WHAT IS REQUIRED
Every line containing the string "fabric" should be returned from the records.

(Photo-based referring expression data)
··········
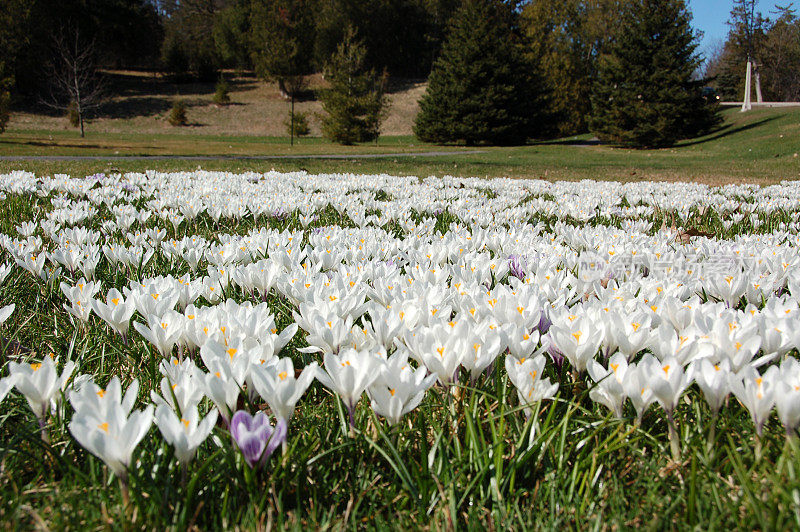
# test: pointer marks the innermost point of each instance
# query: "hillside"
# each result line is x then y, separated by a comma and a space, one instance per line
144, 100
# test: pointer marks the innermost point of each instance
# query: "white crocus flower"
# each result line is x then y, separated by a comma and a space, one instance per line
162, 331
278, 385
186, 433
713, 380
527, 377
108, 432
221, 387
116, 312
91, 399
328, 333
181, 392
637, 389
441, 348
756, 392
349, 374
609, 390
40, 383
787, 395
668, 381
484, 344
6, 385
399, 389
578, 340
5, 312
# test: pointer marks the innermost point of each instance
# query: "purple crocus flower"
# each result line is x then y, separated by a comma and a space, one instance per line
255, 437
556, 355
517, 265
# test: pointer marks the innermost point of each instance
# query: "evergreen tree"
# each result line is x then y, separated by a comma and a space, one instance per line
645, 94
282, 36
481, 87
355, 104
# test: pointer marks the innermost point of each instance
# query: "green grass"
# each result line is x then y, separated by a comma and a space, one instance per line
757, 147
470, 461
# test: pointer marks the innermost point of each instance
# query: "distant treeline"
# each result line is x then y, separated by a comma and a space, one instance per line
561, 49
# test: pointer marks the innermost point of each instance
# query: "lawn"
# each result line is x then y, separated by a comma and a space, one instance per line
757, 147
474, 453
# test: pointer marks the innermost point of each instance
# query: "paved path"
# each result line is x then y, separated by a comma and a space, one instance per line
762, 104
23, 158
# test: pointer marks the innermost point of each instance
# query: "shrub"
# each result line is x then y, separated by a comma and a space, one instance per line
355, 104
177, 116
72, 114
481, 88
5, 110
222, 93
645, 94
301, 127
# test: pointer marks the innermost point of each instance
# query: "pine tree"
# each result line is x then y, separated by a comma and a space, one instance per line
481, 88
355, 104
645, 95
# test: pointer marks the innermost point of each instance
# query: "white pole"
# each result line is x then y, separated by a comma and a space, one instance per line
746, 105
757, 75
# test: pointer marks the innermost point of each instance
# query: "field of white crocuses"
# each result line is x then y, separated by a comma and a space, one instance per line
214, 350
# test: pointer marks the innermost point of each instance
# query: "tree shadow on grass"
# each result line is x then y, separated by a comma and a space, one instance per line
725, 131
51, 144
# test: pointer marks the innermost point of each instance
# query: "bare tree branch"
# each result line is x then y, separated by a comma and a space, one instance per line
73, 77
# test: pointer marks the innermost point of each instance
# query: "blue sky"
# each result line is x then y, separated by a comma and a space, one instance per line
711, 17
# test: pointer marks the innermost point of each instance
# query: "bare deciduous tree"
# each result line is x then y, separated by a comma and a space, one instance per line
74, 80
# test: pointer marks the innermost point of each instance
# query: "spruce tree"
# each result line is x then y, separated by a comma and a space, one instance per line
645, 95
481, 87
355, 104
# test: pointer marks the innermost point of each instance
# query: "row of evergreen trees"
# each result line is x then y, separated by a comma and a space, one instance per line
484, 88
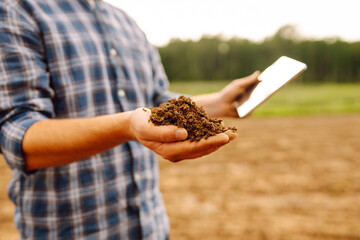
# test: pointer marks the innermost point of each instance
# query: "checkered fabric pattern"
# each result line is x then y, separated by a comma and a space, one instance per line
72, 59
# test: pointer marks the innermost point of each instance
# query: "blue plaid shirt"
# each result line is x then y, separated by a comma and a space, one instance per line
69, 59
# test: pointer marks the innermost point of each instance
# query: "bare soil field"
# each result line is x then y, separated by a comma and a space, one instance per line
281, 179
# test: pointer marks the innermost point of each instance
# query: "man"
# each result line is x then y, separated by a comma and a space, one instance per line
74, 77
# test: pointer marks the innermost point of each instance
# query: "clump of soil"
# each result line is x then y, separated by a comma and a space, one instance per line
184, 113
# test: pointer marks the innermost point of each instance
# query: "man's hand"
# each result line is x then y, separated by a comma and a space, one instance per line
169, 141
225, 102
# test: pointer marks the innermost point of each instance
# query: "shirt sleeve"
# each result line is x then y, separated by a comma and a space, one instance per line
161, 82
25, 93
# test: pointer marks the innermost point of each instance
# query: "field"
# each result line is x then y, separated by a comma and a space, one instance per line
283, 178
294, 99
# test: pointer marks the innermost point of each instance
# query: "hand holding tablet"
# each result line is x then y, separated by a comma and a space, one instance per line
272, 79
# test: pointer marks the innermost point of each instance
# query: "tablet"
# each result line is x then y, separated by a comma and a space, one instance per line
271, 79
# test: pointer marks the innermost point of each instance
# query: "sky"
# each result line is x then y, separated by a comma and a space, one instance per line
162, 20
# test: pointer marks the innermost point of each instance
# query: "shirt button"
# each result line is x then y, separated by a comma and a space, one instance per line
137, 177
113, 52
121, 93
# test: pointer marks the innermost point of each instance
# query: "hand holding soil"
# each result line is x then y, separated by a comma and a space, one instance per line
170, 141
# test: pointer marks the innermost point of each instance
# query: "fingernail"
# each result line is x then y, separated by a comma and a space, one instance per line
181, 134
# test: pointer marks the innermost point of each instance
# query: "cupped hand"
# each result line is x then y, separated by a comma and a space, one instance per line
170, 141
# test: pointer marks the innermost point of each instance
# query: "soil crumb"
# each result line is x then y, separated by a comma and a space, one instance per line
184, 113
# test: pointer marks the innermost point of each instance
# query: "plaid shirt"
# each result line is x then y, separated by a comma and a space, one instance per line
69, 59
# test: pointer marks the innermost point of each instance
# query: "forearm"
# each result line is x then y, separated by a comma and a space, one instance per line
58, 142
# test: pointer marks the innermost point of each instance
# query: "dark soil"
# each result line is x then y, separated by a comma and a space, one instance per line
184, 113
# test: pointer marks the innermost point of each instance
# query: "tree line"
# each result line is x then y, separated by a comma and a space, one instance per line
213, 58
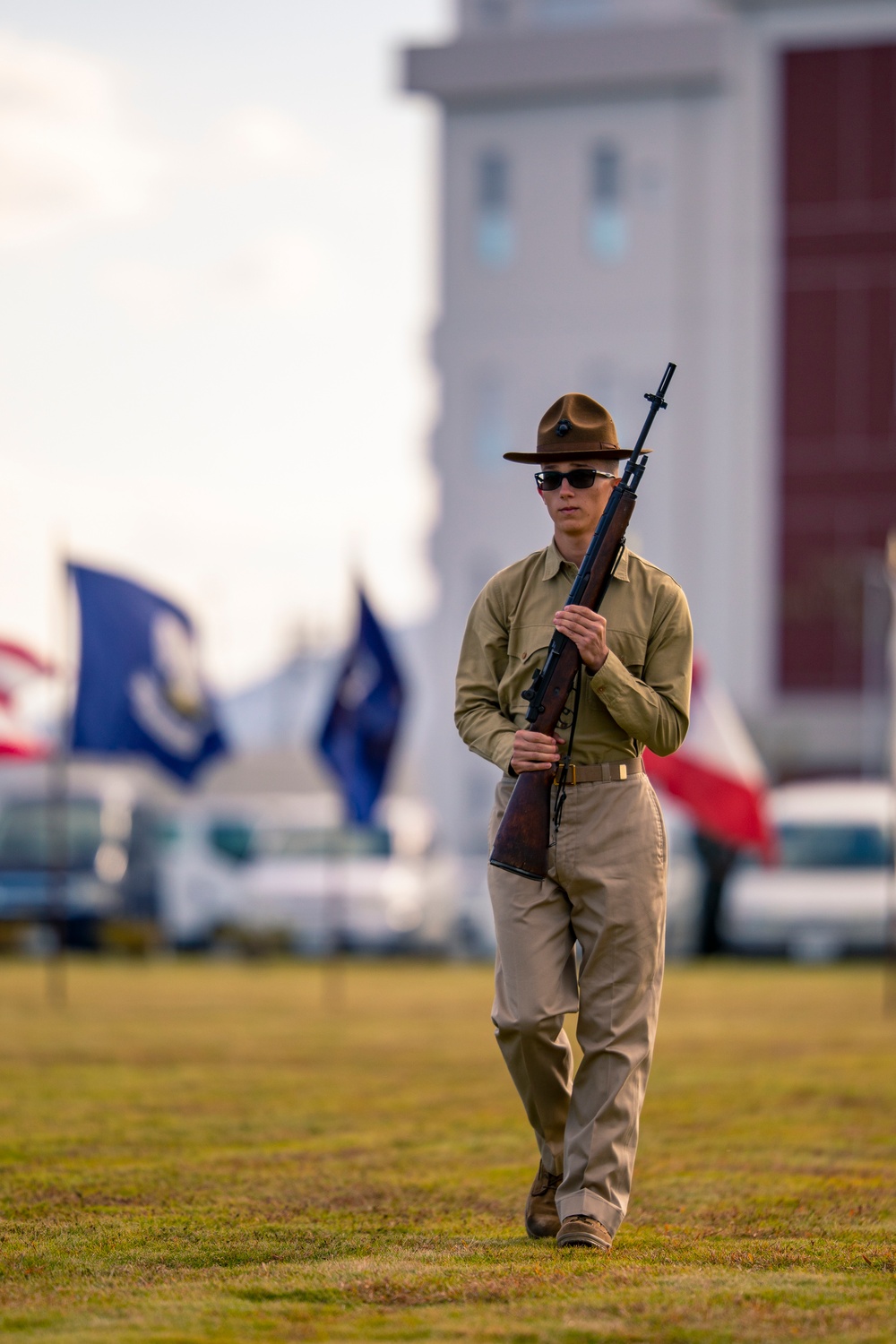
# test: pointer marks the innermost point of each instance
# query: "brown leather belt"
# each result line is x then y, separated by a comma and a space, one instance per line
606, 773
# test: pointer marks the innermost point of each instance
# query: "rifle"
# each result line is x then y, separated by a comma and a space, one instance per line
524, 835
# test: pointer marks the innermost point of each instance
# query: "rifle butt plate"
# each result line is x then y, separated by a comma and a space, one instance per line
520, 873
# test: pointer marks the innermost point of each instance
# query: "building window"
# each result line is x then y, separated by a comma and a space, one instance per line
573, 13
490, 424
495, 236
493, 13
607, 222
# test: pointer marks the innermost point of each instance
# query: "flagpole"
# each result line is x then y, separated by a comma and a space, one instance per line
890, 911
58, 793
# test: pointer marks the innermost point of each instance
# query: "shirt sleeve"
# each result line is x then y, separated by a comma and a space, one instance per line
654, 710
484, 659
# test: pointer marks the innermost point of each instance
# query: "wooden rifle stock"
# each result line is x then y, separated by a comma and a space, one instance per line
524, 836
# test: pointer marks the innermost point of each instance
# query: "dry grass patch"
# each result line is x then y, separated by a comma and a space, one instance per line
222, 1152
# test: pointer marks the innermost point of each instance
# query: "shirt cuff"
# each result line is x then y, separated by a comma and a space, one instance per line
504, 753
614, 675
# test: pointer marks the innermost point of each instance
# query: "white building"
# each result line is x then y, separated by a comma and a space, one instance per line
627, 182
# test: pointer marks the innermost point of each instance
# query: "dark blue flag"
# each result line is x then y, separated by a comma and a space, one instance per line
140, 688
363, 720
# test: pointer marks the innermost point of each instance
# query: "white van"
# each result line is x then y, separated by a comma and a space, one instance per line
831, 889
236, 873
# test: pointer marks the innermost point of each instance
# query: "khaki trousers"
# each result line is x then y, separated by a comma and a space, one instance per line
606, 889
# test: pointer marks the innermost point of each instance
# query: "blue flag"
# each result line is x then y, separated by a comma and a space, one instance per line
363, 720
140, 688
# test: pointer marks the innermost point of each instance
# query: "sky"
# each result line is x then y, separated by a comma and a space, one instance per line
217, 284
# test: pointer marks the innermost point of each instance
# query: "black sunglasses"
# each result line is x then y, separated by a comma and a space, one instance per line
581, 478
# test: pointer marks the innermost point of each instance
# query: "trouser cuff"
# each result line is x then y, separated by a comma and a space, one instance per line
586, 1202
551, 1161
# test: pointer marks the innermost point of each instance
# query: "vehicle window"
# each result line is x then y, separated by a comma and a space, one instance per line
834, 847
38, 835
233, 839
323, 841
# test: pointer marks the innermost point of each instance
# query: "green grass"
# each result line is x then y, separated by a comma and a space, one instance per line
199, 1150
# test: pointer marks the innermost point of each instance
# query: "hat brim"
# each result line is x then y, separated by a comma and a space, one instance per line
571, 454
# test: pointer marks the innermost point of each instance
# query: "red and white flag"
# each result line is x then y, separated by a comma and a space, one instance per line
718, 774
18, 666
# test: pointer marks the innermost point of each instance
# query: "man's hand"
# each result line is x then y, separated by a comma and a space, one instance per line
535, 752
589, 633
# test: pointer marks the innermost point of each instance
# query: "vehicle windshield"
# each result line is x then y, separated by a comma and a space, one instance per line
37, 835
242, 843
856, 846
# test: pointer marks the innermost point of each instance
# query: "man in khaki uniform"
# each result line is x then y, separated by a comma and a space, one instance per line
606, 883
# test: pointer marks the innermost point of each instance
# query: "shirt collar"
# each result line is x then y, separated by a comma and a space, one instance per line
554, 562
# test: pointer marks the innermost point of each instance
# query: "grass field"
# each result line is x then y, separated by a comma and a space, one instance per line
206, 1150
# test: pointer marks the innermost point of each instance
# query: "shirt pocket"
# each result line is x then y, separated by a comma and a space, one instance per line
527, 650
630, 648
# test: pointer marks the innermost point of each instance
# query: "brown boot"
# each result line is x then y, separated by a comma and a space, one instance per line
541, 1218
581, 1230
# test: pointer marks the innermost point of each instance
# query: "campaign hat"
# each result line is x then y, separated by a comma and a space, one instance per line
573, 427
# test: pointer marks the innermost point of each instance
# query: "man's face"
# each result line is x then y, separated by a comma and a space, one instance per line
576, 513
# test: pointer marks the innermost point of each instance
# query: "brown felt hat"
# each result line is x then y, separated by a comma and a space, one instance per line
573, 427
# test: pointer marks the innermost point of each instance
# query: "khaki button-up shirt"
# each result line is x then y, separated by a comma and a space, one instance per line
638, 698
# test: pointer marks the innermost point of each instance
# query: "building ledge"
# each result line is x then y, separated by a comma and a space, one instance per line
685, 56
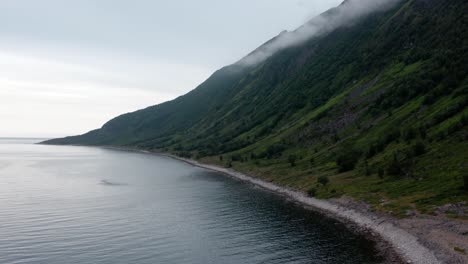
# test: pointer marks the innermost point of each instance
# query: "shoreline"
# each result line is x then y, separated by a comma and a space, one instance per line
396, 244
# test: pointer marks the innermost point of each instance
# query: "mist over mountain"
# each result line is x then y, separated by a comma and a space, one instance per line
371, 95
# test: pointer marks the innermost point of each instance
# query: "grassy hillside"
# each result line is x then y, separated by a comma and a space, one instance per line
377, 110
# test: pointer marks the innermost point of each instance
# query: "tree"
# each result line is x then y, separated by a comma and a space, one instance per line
465, 181
347, 159
419, 148
292, 160
323, 180
312, 192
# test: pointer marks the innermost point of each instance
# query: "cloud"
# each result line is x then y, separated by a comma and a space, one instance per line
343, 15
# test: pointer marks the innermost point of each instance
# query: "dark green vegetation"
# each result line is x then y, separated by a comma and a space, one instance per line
376, 110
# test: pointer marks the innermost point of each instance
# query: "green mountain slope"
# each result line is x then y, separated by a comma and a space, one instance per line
376, 109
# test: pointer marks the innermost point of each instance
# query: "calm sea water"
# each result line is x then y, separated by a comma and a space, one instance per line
62, 204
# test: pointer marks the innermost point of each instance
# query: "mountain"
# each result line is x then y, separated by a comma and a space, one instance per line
373, 106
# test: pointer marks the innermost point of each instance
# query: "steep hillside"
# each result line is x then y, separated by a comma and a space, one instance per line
375, 109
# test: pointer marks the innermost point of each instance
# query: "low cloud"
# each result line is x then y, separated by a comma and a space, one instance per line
343, 15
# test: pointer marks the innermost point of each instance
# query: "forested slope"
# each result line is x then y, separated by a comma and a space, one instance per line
376, 109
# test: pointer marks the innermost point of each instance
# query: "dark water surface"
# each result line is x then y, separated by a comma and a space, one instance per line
89, 205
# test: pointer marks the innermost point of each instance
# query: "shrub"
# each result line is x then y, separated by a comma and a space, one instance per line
292, 160
381, 172
323, 180
465, 182
347, 160
419, 148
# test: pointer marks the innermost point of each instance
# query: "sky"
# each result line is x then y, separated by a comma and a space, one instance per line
67, 67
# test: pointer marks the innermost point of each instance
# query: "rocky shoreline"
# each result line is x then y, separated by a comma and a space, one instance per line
398, 240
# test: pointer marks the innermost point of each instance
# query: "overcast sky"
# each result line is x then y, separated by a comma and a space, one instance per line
68, 66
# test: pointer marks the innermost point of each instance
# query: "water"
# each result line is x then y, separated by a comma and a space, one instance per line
61, 204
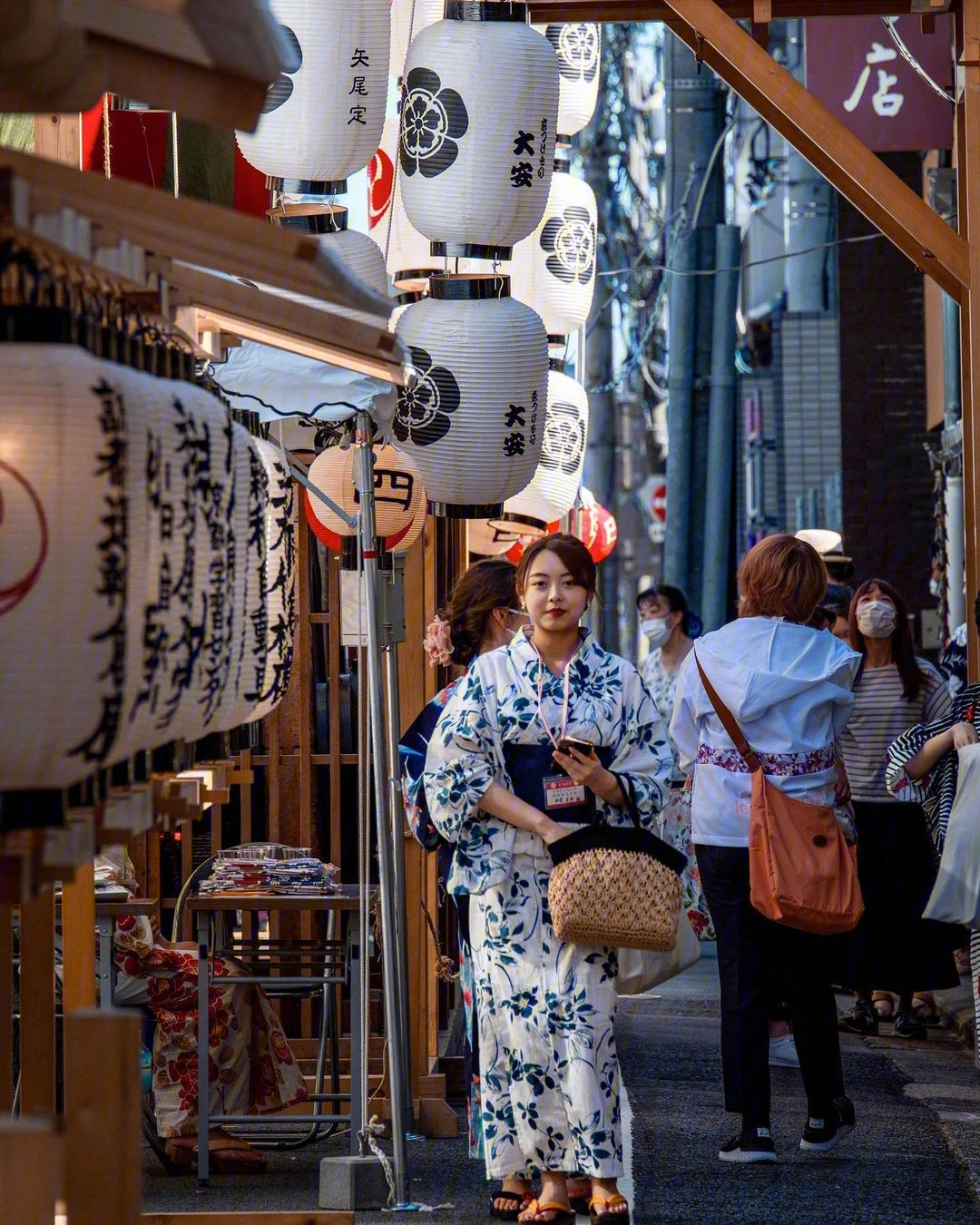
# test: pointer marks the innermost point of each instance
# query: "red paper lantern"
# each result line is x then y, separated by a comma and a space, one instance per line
605, 535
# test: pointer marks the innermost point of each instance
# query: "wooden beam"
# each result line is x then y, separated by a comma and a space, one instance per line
968, 184
196, 233
739, 10
836, 152
325, 335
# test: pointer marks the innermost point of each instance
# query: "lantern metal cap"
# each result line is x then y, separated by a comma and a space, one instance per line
450, 511
520, 521
307, 186
469, 251
468, 287
482, 10
311, 218
412, 279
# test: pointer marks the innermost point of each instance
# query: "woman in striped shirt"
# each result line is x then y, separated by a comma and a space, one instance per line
893, 948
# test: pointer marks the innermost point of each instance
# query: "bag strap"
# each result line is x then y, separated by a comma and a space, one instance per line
729, 721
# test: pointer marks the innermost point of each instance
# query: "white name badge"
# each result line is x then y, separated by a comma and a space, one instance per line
561, 791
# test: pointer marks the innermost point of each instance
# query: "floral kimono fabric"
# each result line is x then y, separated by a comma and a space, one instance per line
548, 1054
251, 1070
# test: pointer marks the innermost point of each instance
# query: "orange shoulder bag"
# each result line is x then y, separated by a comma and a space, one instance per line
801, 871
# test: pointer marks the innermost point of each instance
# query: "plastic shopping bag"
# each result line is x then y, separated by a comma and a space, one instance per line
956, 896
641, 969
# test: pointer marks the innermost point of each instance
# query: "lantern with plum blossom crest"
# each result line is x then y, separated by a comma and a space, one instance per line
475, 416
479, 105
322, 116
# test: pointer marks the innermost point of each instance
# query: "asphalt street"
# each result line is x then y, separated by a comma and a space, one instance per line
913, 1158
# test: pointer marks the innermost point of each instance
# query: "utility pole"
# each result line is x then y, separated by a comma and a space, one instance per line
693, 181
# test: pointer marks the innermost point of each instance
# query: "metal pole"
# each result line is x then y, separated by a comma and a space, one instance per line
364, 467
399, 908
720, 430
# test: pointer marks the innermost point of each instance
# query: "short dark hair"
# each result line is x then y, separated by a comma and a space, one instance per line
571, 550
781, 576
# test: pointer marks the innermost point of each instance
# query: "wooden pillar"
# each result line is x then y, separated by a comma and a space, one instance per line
37, 1006
79, 938
968, 181
102, 1117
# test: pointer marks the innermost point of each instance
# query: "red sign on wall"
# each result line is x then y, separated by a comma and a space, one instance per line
859, 74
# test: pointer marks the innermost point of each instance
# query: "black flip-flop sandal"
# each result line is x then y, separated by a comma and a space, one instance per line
518, 1198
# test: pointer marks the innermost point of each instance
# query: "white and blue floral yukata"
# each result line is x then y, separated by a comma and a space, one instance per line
546, 1008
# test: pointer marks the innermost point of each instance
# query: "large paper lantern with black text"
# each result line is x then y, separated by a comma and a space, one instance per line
275, 516
408, 258
398, 490
479, 107
475, 416
322, 118
554, 270
555, 484
577, 45
64, 564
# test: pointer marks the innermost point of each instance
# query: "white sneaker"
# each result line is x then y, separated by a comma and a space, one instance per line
783, 1053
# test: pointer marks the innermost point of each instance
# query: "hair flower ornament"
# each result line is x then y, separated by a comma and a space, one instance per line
437, 642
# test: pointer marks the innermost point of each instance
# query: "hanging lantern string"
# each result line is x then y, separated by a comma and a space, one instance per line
177, 158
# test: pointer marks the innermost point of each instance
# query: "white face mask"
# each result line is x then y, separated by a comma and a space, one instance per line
657, 631
876, 619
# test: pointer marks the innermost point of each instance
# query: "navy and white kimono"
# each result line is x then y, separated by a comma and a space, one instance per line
548, 1054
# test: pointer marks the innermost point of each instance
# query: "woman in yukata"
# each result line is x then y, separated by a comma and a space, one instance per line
497, 786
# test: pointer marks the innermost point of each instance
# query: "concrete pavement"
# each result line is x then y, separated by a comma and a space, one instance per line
914, 1157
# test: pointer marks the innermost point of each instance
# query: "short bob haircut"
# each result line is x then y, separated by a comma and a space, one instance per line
573, 554
781, 576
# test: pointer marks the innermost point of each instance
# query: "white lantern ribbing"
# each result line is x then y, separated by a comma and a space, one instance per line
322, 118
554, 270
408, 18
398, 490
479, 107
408, 258
553, 490
577, 45
475, 418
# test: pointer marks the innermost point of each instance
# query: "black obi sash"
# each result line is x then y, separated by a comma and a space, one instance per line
528, 766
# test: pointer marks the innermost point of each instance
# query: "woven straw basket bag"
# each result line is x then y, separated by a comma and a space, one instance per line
616, 887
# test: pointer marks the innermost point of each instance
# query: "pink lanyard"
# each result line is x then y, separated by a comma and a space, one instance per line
542, 668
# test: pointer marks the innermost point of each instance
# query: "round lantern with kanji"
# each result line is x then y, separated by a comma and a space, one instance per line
322, 116
554, 270
473, 418
479, 108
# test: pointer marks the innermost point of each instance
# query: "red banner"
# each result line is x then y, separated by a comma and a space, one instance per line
860, 75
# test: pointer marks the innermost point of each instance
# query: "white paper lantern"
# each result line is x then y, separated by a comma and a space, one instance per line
553, 489
408, 18
554, 270
479, 108
398, 490
63, 565
408, 258
322, 118
279, 525
475, 418
578, 45
490, 538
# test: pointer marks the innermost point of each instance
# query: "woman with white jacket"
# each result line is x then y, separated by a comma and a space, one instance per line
789, 688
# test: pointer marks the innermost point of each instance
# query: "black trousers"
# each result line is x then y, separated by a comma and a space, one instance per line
760, 961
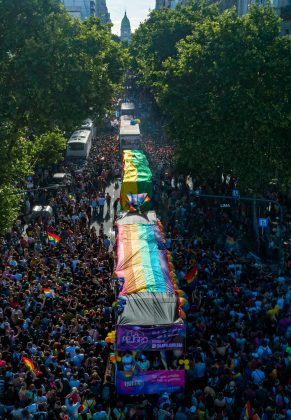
··········
TASK ANSWER
# query: "checkered fabric pattern"
# query: "floral kimono fabric"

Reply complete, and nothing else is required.